■ **The data**
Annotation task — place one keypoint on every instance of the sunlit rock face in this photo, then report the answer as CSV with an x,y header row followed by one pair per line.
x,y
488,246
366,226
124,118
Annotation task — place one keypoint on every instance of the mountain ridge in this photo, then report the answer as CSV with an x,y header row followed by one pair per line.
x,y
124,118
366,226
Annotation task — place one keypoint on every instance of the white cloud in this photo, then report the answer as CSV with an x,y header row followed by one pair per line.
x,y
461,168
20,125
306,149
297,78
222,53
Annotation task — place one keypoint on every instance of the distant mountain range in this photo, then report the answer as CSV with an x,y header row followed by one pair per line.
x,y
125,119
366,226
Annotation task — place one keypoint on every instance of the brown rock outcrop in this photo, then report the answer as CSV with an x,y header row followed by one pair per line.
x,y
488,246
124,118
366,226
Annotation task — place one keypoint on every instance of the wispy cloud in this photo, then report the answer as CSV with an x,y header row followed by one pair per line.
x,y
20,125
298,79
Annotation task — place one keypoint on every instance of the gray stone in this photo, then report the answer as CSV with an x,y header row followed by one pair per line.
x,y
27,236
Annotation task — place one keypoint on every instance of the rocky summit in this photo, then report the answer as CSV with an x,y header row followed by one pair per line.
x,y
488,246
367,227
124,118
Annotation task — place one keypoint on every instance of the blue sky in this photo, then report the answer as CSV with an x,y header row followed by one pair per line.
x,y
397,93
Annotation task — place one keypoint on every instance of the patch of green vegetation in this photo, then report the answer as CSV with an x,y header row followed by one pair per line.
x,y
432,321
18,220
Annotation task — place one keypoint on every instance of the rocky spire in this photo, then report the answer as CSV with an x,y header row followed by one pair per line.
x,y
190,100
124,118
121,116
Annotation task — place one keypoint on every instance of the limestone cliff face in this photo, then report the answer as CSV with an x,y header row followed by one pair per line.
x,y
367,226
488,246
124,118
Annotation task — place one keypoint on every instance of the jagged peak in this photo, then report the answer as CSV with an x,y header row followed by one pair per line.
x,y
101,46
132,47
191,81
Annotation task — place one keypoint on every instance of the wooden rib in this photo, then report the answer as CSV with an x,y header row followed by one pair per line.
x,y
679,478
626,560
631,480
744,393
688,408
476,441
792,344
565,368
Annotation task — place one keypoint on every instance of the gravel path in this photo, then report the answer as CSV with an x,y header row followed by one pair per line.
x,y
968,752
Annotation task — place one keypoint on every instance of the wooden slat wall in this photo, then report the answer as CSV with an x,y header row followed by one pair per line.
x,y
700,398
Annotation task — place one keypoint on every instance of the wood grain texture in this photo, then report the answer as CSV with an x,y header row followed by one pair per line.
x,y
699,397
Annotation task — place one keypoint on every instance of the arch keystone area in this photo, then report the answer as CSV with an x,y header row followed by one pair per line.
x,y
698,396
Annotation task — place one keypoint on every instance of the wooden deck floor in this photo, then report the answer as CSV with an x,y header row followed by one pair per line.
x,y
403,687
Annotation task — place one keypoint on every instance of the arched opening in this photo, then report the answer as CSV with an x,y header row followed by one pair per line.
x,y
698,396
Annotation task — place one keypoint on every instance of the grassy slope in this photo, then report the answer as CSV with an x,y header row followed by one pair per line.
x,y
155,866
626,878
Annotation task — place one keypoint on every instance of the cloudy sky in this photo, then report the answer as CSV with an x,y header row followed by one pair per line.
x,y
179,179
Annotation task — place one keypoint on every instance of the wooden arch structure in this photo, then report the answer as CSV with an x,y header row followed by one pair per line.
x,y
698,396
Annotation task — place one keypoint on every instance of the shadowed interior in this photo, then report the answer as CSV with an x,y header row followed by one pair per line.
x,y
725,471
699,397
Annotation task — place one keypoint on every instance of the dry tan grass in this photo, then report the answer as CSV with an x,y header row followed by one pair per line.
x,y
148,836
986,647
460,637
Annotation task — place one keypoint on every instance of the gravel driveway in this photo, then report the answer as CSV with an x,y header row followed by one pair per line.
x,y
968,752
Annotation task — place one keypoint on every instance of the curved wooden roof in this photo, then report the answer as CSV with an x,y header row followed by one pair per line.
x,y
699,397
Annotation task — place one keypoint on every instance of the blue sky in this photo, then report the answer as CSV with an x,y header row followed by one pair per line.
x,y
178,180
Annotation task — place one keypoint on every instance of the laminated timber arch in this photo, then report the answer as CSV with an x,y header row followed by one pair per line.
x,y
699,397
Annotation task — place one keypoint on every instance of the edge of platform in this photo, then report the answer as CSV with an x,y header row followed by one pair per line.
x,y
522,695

■ **Task to complete**
Output the data above exactly, please, line for line.

■ **Answer to the problem**
Annotation task — place one keypoint on every instance of the sunlit rock face in this photo, then report the answer as CSV with an x,y header row followed by one pair per line.
x,y
488,246
366,226
124,118
Annotation task — place one keypoint on every instance of the mountain ridge in this photo, then report the answer as CSV with an x,y header row followed by one pair per line.
x,y
124,118
366,226
Annotation task — place one keypoint on every instance of the white cloud in this photo, then report the answer as CSV with an x,y header row followed by one pair per line.
x,y
461,168
20,125
306,149
297,78
222,53
Annotation task — place one keypoint on every instance of the distant mountain range in this photo, then report the answer as CSV with an x,y header row followed by one pair per line.
x,y
125,119
366,226
Annotation task — place one keypoint on every instance of the brown rock outcrop in this photo, then report the answer as CSV with an x,y header row followed by one pair per line.
x,y
488,246
124,118
366,226
Annotation task — place one keypoint on every instance of the wispy cloud in this photo, then report the answer as CSV with an x,y header row followed by one pair per line.
x,y
20,125
298,79
Annotation task — place one keypoint on every instance of the gray stone in this photo, then report the answer as CSV with an x,y header row followed by one pair per line.
x,y
27,236
Annotation task — place one keypoint on every instance of the rocky summit in this photo, then report the answer as CSV with an x,y header row followed by one pair per line.
x,y
488,246
367,227
124,118
Annotation task — place one keypoint on every instance of the blue sky in this photo, then report the answer as CSV with an x,y header row followed by one pair per line.
x,y
397,93
Annotation task — place one keypoint on every instance of the patch of green vegetation in this photo, then report the answer as CSV with an x,y header row followed by one pair per line.
x,y
432,321
18,220
Annotation task — place one keypoint on every instance of the rocky spire in this photo, then report the answer as CSV with an x,y header row followed by one pair per line.
x,y
190,100
124,118
121,116
Annotation task — place one keypoint on every instance of the limestone cliff face in this photo, then report the answer as CSV with an x,y header row followed by one pair per line.
x,y
367,226
488,246
124,118
Annotation task — place one keypoint on every instance of the jagged peak in this photo, then report the answer as CSV with an x,y header row followed by one pair per line.
x,y
101,46
132,47
191,81
Annotation task — place one keypoint on every instance of the wooden rib in this photo, then report the answer as CSV with an x,y header row followed by one pair per line.
x,y
679,478
626,560
631,480
744,393
688,408
476,441
792,344
565,368
Annotation task — place one keypoint on every instance of the gravel path in this photo, then report the answer as CSV with an x,y header row followed by one pair per line.
x,y
968,752
Annotation task — place one keypoint on every instance of the wooden slat wall in this photo, then report the answer as CSV with an x,y header row followed by one pair per line.
x,y
700,398
Annotation task — place one keypoint on every instance of the wood grain texture in this photo, then report the answer as CSV with an x,y header row followed by one pair per line.
x,y
699,397
Annotation task — place one keypoint on every instance of the arch keystone area in this photo, then report the answer as CSV with an x,y header row followed by one pair per line.
x,y
698,396
Annotation task — place one keypoint on every instance of the wooden deck floor in this photo, then report the answer as CSV with an x,y header row followed by one pair per line.
x,y
403,687
Annotation task — place one keypoint on every instance of the arched opening in this photo, then report the answer as CSV with an x,y header row followed by one pair per line.
x,y
698,396
Annotation task — place one keypoint on every instance of the grassy slope in this photo, then report the answer as CSV with an x,y header row followed by one pair per line.
x,y
155,866
626,878
Annotation task — place one keypoint on every instance of the cloudy sky in this photo, then report the answer as CSV with an x,y header row followed by one pair per line.
x,y
179,179
Annotation task — place one keypoint on every instance of the wooden arch structure in this photo, then report the answer as CSV with an x,y header row followed by one pair per line.
x,y
698,396
Annotation task — place one keypoint on every instance of the shadowed interior in this photo, then report the answer as CSV with an x,y header row followed by one pair per line.
x,y
725,471
699,397
Annotation task — place one keypoint on every instance of the dry tan grass in this photo, then report the answer as CSV with an x,y header row followed by one pair per line.
x,y
148,836
986,647
460,637
Annotation task — place one keypoint on every instance of the gravel driveway in this photo, then report the answer as CSV with an x,y header row followed by one pair per line.
x,y
968,752
Annotation task — place one keypoint on every instance of the curved wooden roof in this photo, then report the answer as CSV with an x,y header row followed by one pair per line.
x,y
699,397
Annotation task — place one keypoint on every instance of the blue sky in this photo, then report the answer as CSV with an x,y header row followed by one pair per line.
x,y
178,180
Annotation task — place one keypoint on every instance of the laminated timber arch in this photo, then report the answer as CSV with an x,y header row followed by one pair per line.
x,y
699,397
Annotation task — place one keypoint on every instance of the edge of platform in this photo, then report the answer as CSV with an x,y header row followed by one pair per line.
x,y
522,695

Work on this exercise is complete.